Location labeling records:
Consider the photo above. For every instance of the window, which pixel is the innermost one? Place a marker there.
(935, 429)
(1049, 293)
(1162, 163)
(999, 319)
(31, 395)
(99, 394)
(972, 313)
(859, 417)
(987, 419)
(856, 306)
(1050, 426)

Work required = Convert every line of the records into a JSON list of strings, one string per line, leaving out any blank lines.

Response below =
[
  "Consider the photo above. For every instance of the window, which pixel is the innermost one? Place a marker there.",
  "(935, 429)",
  "(1049, 293)",
  "(1162, 163)",
  "(999, 319)",
  "(31, 395)",
  "(99, 394)",
  "(972, 313)",
  "(859, 417)",
  "(987, 419)",
  "(856, 306)",
  "(1050, 426)"
]